▶ Task to carry out: In the material below, copy out the part that begins with the line containing "Where can you spot the tan" and ends with the line containing "Where can you spot the sunglasses arm", swapping "leather" for "suede" and keeping everything else the same.

▶ Rows:
— BEGIN —

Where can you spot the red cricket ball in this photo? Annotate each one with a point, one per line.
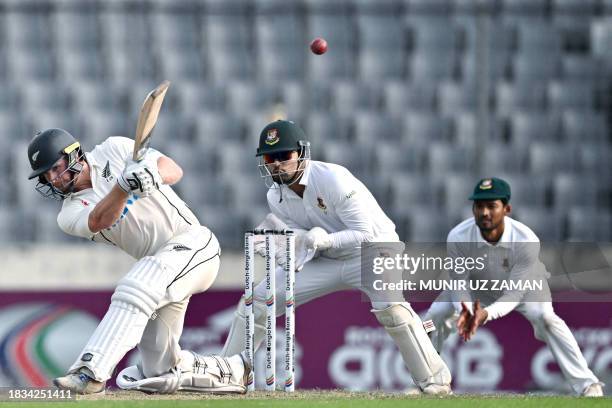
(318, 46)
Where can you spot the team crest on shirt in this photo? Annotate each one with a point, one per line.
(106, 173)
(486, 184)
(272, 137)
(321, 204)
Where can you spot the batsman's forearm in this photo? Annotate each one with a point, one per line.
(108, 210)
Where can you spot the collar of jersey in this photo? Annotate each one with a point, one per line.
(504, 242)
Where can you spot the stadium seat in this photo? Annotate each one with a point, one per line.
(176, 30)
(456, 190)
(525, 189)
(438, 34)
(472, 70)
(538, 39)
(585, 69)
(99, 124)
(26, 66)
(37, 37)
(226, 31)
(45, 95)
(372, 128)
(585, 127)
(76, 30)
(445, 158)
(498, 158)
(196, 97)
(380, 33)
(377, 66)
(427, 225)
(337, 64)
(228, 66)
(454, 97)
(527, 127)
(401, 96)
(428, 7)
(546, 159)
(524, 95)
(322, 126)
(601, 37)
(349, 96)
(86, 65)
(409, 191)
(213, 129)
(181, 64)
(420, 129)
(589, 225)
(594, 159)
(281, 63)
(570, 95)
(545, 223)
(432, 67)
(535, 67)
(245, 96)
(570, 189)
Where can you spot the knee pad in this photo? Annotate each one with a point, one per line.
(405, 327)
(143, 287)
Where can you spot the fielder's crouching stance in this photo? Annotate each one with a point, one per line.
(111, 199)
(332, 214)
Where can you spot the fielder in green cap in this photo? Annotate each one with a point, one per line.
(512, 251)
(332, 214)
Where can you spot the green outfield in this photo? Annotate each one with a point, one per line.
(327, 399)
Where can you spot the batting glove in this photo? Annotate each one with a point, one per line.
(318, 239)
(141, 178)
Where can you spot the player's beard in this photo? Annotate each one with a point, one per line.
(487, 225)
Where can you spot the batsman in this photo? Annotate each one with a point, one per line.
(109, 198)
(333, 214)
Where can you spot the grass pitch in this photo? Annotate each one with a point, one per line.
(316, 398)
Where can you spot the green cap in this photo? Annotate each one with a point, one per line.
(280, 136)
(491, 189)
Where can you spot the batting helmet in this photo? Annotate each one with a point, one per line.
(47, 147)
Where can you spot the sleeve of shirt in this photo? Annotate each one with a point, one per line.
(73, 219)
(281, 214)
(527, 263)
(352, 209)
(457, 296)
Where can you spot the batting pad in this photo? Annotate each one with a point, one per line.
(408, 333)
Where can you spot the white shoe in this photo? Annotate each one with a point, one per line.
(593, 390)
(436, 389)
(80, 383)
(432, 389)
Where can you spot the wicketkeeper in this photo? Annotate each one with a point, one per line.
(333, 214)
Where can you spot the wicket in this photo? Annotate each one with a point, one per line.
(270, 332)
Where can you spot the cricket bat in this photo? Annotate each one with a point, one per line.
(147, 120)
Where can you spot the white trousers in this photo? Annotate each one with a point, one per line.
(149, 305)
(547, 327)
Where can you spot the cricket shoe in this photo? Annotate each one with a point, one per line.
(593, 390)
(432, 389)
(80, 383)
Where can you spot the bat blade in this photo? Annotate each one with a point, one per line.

— END —
— BEGIN —

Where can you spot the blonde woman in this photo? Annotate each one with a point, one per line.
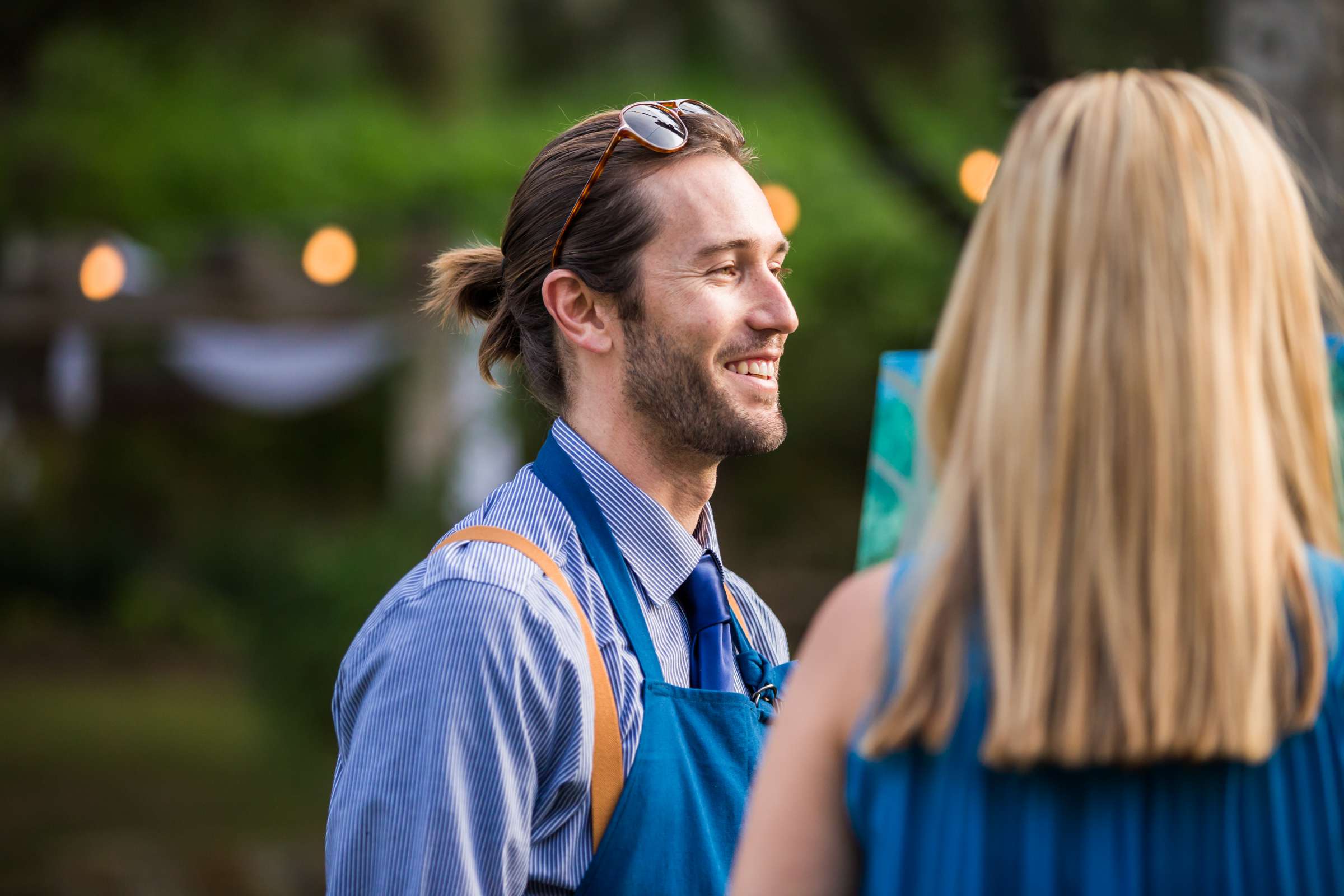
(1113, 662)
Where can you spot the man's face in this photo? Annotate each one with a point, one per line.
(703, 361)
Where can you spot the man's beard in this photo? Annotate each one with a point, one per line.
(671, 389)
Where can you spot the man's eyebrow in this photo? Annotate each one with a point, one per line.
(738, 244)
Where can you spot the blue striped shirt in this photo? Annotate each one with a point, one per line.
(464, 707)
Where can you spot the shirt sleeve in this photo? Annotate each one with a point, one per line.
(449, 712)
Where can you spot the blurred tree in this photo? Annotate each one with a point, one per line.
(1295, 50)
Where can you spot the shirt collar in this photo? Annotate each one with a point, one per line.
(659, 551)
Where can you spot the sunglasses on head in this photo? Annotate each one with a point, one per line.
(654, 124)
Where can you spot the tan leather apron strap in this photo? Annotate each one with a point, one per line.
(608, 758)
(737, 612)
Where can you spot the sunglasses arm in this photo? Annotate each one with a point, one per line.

— END —

▶ Response to the exercise:
Where can you spot the tan suede apron strap in this photo? Annotate each one with a point, one per line.
(608, 758)
(737, 612)
Where can you spot the sunglasses arm in this photo? Annotate each one with a point, one per line.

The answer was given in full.